**TASK ITEM**
Copy the entries below exactly. Images do not belong in the copy.

**WORKING DATA**
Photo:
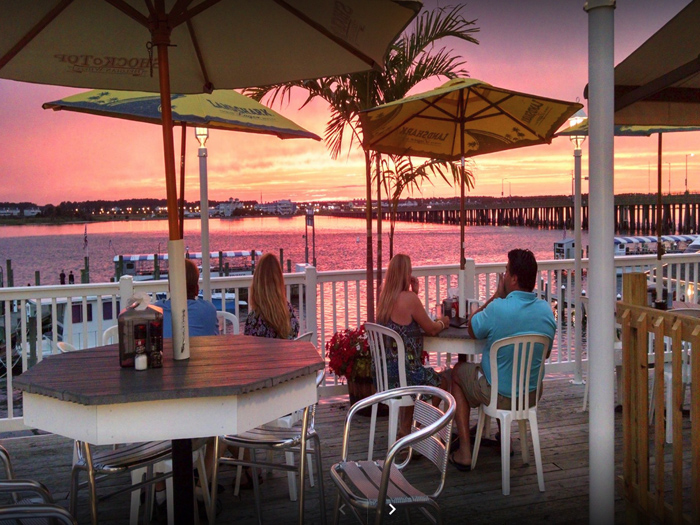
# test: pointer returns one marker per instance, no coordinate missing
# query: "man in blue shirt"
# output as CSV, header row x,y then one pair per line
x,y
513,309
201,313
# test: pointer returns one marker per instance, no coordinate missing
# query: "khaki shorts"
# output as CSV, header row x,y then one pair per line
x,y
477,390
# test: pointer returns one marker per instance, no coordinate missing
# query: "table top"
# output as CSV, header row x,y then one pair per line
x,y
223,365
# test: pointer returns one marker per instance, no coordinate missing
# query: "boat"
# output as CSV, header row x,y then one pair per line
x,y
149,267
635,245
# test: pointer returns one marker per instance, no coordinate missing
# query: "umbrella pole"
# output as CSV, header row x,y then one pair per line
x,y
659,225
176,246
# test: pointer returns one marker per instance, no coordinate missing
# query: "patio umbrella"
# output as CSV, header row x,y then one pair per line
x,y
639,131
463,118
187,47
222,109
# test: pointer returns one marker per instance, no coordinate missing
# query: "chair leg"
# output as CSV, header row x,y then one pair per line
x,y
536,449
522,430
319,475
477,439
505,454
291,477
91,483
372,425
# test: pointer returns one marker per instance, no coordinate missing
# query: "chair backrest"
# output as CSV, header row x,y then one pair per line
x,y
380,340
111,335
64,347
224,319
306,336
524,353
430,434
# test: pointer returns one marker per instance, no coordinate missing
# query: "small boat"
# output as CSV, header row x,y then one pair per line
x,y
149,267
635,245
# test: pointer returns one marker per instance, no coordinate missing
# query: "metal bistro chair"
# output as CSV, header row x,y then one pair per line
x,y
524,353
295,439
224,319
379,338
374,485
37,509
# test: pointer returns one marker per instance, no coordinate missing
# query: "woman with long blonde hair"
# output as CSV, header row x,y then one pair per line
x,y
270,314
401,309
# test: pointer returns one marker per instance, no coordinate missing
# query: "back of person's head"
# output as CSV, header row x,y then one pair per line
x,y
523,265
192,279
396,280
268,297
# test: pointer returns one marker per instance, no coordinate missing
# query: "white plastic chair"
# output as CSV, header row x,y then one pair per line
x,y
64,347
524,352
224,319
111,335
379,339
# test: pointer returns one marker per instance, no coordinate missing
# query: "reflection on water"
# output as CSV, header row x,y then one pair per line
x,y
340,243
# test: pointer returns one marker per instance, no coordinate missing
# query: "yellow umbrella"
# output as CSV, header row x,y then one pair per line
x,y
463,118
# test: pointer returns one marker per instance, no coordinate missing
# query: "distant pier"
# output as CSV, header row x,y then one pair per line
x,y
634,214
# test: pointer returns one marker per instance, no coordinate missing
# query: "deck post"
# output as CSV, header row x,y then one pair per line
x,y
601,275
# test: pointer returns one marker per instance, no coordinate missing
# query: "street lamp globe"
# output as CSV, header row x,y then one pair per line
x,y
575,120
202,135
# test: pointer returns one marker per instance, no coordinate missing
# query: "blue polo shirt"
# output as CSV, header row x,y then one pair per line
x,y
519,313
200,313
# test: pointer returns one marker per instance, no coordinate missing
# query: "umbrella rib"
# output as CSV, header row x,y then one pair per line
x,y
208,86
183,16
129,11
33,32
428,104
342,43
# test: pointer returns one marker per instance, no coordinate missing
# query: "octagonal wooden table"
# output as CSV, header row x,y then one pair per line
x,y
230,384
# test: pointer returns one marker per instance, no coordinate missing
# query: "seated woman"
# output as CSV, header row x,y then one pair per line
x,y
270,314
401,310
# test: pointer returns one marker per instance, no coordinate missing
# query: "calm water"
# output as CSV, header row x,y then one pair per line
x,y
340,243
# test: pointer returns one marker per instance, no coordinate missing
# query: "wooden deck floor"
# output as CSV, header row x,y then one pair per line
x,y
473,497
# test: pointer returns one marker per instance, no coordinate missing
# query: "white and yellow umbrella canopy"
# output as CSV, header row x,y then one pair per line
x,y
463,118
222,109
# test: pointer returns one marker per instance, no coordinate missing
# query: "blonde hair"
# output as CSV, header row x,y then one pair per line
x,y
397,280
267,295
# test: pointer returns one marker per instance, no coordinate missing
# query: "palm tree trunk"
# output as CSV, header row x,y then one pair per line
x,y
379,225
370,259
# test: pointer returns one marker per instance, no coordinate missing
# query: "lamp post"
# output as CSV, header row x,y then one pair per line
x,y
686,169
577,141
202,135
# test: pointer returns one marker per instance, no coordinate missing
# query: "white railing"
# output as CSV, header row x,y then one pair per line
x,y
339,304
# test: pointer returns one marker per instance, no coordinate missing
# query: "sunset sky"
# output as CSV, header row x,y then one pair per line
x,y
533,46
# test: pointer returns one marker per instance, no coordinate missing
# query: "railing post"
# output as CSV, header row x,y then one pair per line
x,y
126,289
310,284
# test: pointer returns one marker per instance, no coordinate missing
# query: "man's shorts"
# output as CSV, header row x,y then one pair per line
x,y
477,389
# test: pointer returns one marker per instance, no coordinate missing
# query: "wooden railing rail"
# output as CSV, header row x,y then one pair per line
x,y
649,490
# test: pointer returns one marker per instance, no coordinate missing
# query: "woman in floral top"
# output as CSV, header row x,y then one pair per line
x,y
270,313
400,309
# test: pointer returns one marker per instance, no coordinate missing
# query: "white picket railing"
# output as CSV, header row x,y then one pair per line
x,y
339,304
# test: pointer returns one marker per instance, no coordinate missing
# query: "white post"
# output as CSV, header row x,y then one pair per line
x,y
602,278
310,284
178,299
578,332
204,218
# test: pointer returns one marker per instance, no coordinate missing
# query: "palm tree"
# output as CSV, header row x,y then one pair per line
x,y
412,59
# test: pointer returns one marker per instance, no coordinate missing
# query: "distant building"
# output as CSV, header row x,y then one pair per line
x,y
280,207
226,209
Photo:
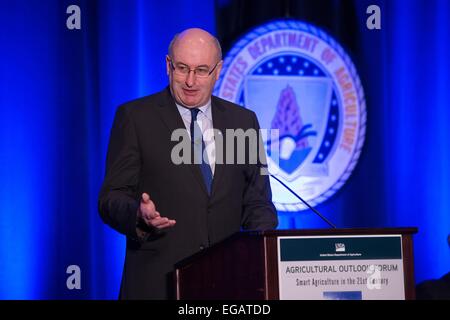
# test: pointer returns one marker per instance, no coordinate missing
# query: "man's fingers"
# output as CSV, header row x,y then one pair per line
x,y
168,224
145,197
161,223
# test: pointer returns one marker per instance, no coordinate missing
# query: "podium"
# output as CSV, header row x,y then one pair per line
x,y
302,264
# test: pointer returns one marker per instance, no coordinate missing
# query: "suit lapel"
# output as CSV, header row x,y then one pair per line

**ANSWER TO THE EXERCISE**
Photo:
# test: pointer returns one marker per instance, no coordinate missing
# query: "man in blue shirt"
# output as CSV, header row x,y then one pair per line
x,y
513,309
201,313
# test: pointer returns one marker per instance, no coordinate missing
# query: "khaki shorts"
# output as CSV, header row x,y then one pair per line
x,y
477,390
# test: pointer returns one marker per instance, no coordinate missing
# query: "table top"
# output as CSV, header row x,y then one pair per line
x,y
223,365
# test: pointer returns one marker per instance, no coordinate missing
# query: "boat"
# output as CSV, header row x,y then one pair per line
x,y
149,267
635,245
# test: pointer returns one marker per instance, no coordinate missing
# query: "umbrella pole"
# output as CSV, header row x,y then one pair per line
x,y
659,225
176,246
# test: pointer returns one marker per instance, no coordinate missing
# query: "patio umbrella"
# output as CSV, header row x,y then one pair per line
x,y
639,131
463,118
187,47
222,109
# test: pointer returns one marker per instance, no coordinate missing
# query: "chair leg"
# output as CSV, header row x,y then one pair per line
x,y
536,449
522,430
319,475
477,439
505,454
291,477
91,483
372,425
# test: pointer returns one marker per instance, no coordinate missing
# query: "chair backrest"
# output as CSV, header row x,y then one pair per line
x,y
380,340
111,335
64,347
224,319
306,336
524,353
430,434
# test: pointer returns one marker per instance, no coordinate missing
# query: "small boat"
# output as CSV, header row x,y then one pair per line
x,y
149,267
635,245
# test: pointer returns one marker per instance, no coordinate missing
# query: "metal bistro chair"
# output as CSV, header row x,y then one pair per line
x,y
524,353
295,439
224,319
379,338
374,485
37,509
# test: pointer returns one marker per instance, no coordinate missing
# query: "woman with long blonde hair"
# output as CSV, header row x,y then one pair per line
x,y
270,314
401,309
# test: pointer returns one marker per instance, no coordinate missing
# query: "back of person's head"
# output as CSV, header row x,y then one pair per line
x,y
523,265
192,279
396,280
268,297
# test: pointer returns one marker per instance, no coordinate missing
# query: "white plastic chair"
# output as CSV, header row x,y then one pair per line
x,y
64,347
524,352
224,319
111,335
379,339
# test: pointer returns one marker per instance, no coordinate missing
# query: "reflection on water"
# output as CSV, header row x,y then one pair per line
x,y
340,243
# test: pointer returns one marker per instance, no coordinate missing
# query: "yellow umbrella"
# output as CSV, header row x,y then one pair per line
x,y
463,118
# test: pointer returns one marker per instance, no coordinate missing
# query: "distant pier"
# output as CSV, header row x,y then one pair per line
x,y
634,214
# test: pointer returns one marker per instance, no coordinate missing
# query: "deck post"
# output as CSV, header row x,y then one pair per line
x,y
601,275
# test: pointer returns one marker per instance, no coordinate missing
# query: "street lamp globe"
# output as CSV, header row x,y then one pair per line
x,y
575,120
202,135
# test: pointer returns one marker per instance, no coordinate missing
# query: "blue polo shirt"
# output as CSV, header row x,y then one pair per line
x,y
519,313
200,313
# test: pointer returns one marker per instance, no coordinate missing
# query: "umbrella rib"
# output as CSV, header row x,y then one pair per line
x,y
208,86
183,16
129,11
33,32
428,104
342,43
# test: pointer returns one marker per instance, no coordinate missing
# query: "octagonal wooden table"
# output as CSV, header row x,y then one pair per line
x,y
230,384
# test: pointer returns one marker per instance, no coordinate missing
# query: "seated woman"
# output as CSV, header row x,y then one pair per line
x,y
270,314
401,310
# test: pointer returns one marker per instance, no coordinate missing
# query: "calm water"
# output as CSV, header row x,y then one pair per line
x,y
340,243
# test: pointer returns one marker per instance, no coordinate missing
# query: "wooden deck floor"
# output as CSV, header row x,y then one pair per line
x,y
473,497
# test: pointer returns one marker per instance, no coordinate missing
# query: "white and yellow umbrella canopy"
# output as CSV, header row x,y then one pair per line
x,y
463,118
222,109
# test: pointer returns one marker per instance, no coordinate missing
# query: "blonde hair"
# output as CSV, header row x,y then one pair per line
x,y
397,280
267,295
# test: pointer returns one marker per instance, no coordinate missing
# query: "palm tree trunk"
# output as CSV, header row x,y then one pair per line
x,y
379,225
370,259
# test: pointer returns one marker per instance, no coordinate missing
# query: "lamp post"
# output as CSV, header row x,y then one pair per line
x,y
686,169
577,141
202,135
# test: pointer returns one marker per instance, no coordinate missing
# query: "white railing"
# output as CSV, header row x,y then one pair per line
x,y
339,304
# test: pointer returns one marker per instance, no coordinate missing
# query: "sunset sky"
# output as CSV, header row x,y then one pair per line
x,y
533,46
# test: pointer returns one marker per instance, no coordinate missing
# query: "railing post"
# output as CSV, header row x,y then one pair per line
x,y
126,289
310,284
# test: pointer returns one marker per instance, no coordinate missing
# query: "man's shorts"
# output as CSV, header row x,y then one pair per line
x,y
477,389
# test: pointer returns one marker per instance, no coordinate missing
# query: "wooden railing rail"
# output as CSV, header row x,y then one pair per line
x,y
649,490
# test: pointer returns one marker per instance, no coordinate missing
# query: "woman in floral top"
# output as CSV, header row x,y then one pair per line
x,y
270,313
400,309
# test: pointer returns one marker per instance, no coordinate missing
# query: "white picket railing"
# output as CSV, header row x,y then one pair per line
x,y
339,304
# test: pointer returns one marker per instance, no coordinate missing
# query: "white post"
# output as CSV, header row x,y then one pair per line
x,y
602,278
310,284
178,299
578,332
204,218
# test: pointer returns one marker per instance, no coordinate missing
# query: "palm tree"
# output as CSV, header row x,y then one pair per line
x,y
412,59
# test: pointer returns one marker per instance, no coordinate missing
# query: "distant building"
# output as CSV, header row x,y then one pair per line
x,y
280,207
226,209
Photo:
# test: pointer returns one marker per instance, no coordinate missing
# query: "man's fingers"
# output as CSV, header row x,y then one pair per line
x,y
168,224
145,197
161,223
# test: pointer returns one marker per instance, no coordinate missing
# query: "podium"
# output as CSV, header row x,y then one pair per line
x,y
302,264
# test: pointer returns one marker per instance, no coordinate missing
# query: "suit lapel"
# output as CSV, header row x,y then one pair per line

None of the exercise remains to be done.